# [Your assignment]
Starting at the line that contains "# test: point out the white" in the listing below, write out every line word for word until you have written the line that contains "# test: point out the steel".

________

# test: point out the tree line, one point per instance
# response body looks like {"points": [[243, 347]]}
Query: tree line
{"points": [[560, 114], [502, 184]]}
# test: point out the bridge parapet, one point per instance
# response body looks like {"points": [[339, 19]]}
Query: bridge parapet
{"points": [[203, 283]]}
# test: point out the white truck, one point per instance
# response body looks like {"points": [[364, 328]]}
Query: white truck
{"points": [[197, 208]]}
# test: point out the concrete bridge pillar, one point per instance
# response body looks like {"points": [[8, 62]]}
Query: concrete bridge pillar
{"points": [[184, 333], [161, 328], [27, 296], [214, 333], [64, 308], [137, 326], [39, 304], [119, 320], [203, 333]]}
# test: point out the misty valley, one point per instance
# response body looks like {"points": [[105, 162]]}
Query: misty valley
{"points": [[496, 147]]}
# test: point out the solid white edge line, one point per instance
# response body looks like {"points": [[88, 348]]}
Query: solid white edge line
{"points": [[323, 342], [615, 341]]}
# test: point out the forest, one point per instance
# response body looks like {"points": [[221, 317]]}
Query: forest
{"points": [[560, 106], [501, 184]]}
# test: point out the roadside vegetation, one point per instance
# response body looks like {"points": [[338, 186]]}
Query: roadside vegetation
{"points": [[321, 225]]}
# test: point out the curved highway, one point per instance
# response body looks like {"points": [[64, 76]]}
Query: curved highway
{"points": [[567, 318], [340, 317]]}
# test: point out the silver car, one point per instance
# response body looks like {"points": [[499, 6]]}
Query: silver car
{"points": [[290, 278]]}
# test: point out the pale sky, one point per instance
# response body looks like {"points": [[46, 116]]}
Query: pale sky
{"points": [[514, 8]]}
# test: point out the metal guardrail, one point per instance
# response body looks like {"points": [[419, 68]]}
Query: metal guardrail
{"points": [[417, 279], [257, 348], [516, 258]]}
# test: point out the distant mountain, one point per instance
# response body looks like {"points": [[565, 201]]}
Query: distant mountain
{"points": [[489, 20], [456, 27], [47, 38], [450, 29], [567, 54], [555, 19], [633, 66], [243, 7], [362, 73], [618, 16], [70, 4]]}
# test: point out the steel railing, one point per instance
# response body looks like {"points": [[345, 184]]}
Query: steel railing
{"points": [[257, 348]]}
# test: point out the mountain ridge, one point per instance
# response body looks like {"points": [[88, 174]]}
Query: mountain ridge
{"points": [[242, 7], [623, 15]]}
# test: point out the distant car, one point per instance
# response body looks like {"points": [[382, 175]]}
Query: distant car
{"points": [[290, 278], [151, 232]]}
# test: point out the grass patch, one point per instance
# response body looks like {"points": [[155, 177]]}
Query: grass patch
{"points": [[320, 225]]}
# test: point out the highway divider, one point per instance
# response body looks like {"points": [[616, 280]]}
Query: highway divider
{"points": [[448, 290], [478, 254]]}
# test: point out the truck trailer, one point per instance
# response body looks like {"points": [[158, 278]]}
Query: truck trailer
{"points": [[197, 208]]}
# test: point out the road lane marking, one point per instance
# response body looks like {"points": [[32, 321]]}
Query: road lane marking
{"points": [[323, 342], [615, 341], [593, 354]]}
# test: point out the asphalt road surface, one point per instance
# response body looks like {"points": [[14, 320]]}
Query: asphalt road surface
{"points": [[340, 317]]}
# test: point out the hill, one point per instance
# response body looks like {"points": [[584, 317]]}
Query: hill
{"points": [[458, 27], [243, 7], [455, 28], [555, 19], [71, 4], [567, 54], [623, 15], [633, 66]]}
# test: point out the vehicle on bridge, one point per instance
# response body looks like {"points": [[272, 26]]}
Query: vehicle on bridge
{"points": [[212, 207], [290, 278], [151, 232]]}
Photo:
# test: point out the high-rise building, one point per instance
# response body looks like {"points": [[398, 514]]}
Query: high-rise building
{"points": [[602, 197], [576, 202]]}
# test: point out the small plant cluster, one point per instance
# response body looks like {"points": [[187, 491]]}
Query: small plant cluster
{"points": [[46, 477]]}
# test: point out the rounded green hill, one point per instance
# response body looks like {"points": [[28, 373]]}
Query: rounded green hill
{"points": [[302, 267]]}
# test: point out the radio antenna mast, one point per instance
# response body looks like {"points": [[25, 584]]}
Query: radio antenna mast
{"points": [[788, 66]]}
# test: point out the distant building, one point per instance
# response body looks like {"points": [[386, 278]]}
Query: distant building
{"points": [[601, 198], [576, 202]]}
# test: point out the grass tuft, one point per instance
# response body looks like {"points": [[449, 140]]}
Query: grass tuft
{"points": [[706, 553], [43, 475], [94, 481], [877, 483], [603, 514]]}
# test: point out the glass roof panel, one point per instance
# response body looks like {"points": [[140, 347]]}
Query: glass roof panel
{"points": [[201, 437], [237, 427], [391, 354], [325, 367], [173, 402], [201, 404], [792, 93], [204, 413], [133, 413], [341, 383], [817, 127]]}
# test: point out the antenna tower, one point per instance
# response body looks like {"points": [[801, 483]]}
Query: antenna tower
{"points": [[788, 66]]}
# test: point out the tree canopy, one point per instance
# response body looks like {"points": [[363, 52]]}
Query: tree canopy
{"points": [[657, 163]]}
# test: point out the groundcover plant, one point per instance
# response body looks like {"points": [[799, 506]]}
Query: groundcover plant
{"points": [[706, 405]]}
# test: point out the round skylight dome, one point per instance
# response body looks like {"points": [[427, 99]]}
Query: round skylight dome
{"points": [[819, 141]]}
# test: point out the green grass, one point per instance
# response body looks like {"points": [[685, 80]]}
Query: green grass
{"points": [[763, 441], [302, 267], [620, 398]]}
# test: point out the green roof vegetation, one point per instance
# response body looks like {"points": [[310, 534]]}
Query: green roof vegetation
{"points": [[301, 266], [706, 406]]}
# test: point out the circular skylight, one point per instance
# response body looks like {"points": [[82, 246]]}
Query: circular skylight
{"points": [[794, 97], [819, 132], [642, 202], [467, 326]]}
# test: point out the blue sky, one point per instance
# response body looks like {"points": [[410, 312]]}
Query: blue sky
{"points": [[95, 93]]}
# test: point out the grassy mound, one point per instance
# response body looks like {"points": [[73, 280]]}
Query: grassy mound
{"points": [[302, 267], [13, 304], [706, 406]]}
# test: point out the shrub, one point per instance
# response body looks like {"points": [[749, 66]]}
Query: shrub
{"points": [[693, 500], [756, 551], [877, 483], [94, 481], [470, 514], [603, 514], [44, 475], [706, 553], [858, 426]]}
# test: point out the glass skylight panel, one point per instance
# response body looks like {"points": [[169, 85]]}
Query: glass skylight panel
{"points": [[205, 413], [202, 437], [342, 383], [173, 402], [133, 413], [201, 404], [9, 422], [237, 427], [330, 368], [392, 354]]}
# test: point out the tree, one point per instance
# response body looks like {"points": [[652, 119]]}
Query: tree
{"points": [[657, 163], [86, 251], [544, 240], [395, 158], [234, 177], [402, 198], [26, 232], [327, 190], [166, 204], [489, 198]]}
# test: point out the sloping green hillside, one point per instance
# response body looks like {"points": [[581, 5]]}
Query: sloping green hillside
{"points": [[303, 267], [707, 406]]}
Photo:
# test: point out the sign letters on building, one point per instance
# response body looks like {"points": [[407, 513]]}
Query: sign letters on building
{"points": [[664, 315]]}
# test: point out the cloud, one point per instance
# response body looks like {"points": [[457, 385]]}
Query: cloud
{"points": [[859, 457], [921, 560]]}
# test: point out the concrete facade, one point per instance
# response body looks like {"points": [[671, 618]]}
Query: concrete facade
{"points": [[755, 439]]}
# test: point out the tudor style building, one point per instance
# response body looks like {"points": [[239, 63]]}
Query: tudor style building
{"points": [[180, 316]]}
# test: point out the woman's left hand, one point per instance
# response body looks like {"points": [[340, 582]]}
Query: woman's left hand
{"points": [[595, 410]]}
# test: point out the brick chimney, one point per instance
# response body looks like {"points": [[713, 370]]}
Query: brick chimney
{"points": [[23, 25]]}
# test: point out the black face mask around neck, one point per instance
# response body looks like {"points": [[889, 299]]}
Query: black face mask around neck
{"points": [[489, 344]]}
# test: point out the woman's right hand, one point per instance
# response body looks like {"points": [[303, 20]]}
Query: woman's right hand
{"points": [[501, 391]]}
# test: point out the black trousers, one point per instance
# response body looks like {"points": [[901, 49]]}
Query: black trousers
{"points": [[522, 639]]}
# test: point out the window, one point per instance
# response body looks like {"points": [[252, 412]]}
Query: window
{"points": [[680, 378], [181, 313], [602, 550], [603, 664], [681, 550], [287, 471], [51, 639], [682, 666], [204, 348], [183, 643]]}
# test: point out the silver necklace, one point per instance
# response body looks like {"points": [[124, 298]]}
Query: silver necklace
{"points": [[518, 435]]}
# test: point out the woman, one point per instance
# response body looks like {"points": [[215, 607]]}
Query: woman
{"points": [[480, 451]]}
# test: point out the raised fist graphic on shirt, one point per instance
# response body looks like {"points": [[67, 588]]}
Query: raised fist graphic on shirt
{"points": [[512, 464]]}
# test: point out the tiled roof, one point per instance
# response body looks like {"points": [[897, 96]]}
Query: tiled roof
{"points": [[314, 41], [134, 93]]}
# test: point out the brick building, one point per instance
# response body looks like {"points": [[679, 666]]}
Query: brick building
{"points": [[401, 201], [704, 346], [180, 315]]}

________

# [Reply]
# test: point out the white truck, one point per instance
# response body looks like {"points": [[364, 328]]}
Query: white truck
{"points": [[197, 208]]}
# test: point out the concrete bridge pillar, one point per instance
# response body looks like {"points": [[8, 62]]}
Query: concrete bridge pillar
{"points": [[184, 333], [161, 328], [27, 296], [214, 333], [64, 308], [137, 326], [39, 304], [119, 320], [203, 333]]}
# test: point out the misty valley, one point per instance
# response body looks like {"points": [[105, 162]]}
Query: misty valley
{"points": [[496, 147]]}
# test: point out the solid white edge line, one point per instance
# response body looks like {"points": [[88, 348]]}
Query: solid white edge line
{"points": [[323, 342], [615, 341]]}
# test: point out the forest, one point per instance
# response body looks like {"points": [[221, 317]]}
Query: forest
{"points": [[560, 106], [501, 184]]}
# test: point out the roadside vegetation, one point per instance
# response body looks like {"points": [[338, 186]]}
Query: roadside vegetation
{"points": [[321, 225]]}
# test: point out the curved highway, one point per instance
# response body looks like {"points": [[64, 76]]}
Query: curved highway
{"points": [[567, 318], [340, 317]]}
# test: point out the silver car, one point per instance
# response body looks like {"points": [[499, 6]]}
Query: silver car
{"points": [[290, 278]]}
# test: point out the pale sky, one point per instance
# response body looks like {"points": [[46, 116]]}
Query: pale sky
{"points": [[514, 8]]}
# test: point out the metal guardrail, one point per instance
# response body looks like {"points": [[419, 68]]}
Query: metal guardrail
{"points": [[417, 279], [257, 348], [516, 258]]}
# test: point out the distant mountain, one point per instance
# response body looks like {"points": [[565, 201]]}
Query: distant mountain
{"points": [[489, 20], [456, 27], [47, 38], [450, 29], [567, 54], [555, 19], [633, 66], [243, 7], [362, 73], [618, 16], [70, 4]]}
# test: point out the steel railing, one point per instance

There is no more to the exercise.